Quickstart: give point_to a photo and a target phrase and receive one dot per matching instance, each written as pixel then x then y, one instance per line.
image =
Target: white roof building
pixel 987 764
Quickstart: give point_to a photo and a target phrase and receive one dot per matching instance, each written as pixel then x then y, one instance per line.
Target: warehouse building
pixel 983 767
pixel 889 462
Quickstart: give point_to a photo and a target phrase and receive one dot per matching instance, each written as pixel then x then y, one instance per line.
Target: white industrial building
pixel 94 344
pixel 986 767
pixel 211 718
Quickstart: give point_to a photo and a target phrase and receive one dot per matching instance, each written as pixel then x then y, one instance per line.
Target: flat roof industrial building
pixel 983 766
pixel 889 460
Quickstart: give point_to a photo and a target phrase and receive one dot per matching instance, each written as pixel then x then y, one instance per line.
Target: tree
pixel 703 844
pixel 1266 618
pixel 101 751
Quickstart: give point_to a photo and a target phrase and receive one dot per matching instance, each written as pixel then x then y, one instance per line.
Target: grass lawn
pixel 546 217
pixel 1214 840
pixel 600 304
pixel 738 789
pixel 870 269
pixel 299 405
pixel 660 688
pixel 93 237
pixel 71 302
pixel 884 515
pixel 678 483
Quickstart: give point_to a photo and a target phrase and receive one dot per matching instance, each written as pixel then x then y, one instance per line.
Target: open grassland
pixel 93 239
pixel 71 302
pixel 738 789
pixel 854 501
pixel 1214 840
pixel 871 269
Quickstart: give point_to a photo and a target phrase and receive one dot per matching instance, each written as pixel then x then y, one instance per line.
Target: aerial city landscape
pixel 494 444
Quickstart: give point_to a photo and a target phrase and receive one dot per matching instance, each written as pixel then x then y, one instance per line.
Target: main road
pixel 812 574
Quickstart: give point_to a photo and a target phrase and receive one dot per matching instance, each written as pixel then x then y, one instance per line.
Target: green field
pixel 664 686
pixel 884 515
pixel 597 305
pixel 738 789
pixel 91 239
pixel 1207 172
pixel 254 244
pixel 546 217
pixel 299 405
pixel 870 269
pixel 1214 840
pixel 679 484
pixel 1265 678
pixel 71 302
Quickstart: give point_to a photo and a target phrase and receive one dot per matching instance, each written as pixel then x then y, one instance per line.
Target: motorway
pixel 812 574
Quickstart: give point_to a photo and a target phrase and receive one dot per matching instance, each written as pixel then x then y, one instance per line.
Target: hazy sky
· · · · ·
▶ _About this exercise_: Taking the listing above, write all of it out exactly.

▶ _Answer for this exercise_:
Quickstart: give point_to a photo and a target phrase and receive one dot per matching instance, each written as pixel then x then y, one instance per line.
image =
Target: white roof building
pixel 987 764
Quickstart: give point_to a photo and a target phrase and receive one dot per matching instance, each written as pixel then x then y, one instance per line.
Target: warehouse building
pixel 983 767
pixel 889 462
Quickstart: give point_to a photo and a target phrase and receive one dot per matching instance, each written as pixel then x then y, one instance per line.
Target: white industrial building
pixel 94 344
pixel 986 767
pixel 211 718
Quickstart: give point_to a photo and a target phrase and receive one dot per matching instance, each written as pixel then x then y, one instance per line.
Target: flat roof industrial building
pixel 983 766
pixel 889 460
Quickstart: give point_to a photo and a target phrase and receive one dot per matching instance, each written as pixel then x then y, one instance per line.
Target: tree
pixel 703 844
pixel 1266 618
pixel 101 751
Quickstart: give point_to a photo and a target phrase and receive one dot per matching instance, each written as pixel then x then y, one instance per line.
Target: grass lawn
pixel 546 217
pixel 1214 840
pixel 600 304
pixel 738 789
pixel 870 269
pixel 299 405
pixel 660 688
pixel 93 237
pixel 71 302
pixel 884 515
pixel 678 483
Quickstart: give point_to a photo and a target phrase and receive one dot per matching instance, each written as pixel then x then y, one instance per line.
Target: open grassland
pixel 93 239
pixel 71 302
pixel 738 789
pixel 854 501
pixel 1214 840
pixel 871 269
Quickstart: give point_to a photo and a target phrase and receive one dot per matching instance, each written as pixel then x then y, one instance per line.
Target: aerial city landscape
pixel 494 444
Quickstart: give point_to a photo and a target phrase and receive one dot per matching instance, each written as pixel then x then y, one instance per line.
Target: main road
pixel 812 574
Quickstart: give point_to a photo and a target phrase and receive one dot per matching instance, each written as pixel then x then y, one instance per line.
Target: green field
pixel 664 686
pixel 884 515
pixel 597 305
pixel 738 789
pixel 91 239
pixel 1207 172
pixel 254 244
pixel 546 217
pixel 299 405
pixel 870 269
pixel 1214 840
pixel 679 484
pixel 1265 678
pixel 71 302
Quickstart: give point_to a photo and a target phrase and receive one dot per matching instance, each written as pixel then x then y, one instance per line.
Target: motorway
pixel 812 574
Quickstart: give point_to a photo and a target phrase and receive one dot per matching instance, each written as pixel then x then y, one instance per line.
Target: hazy sky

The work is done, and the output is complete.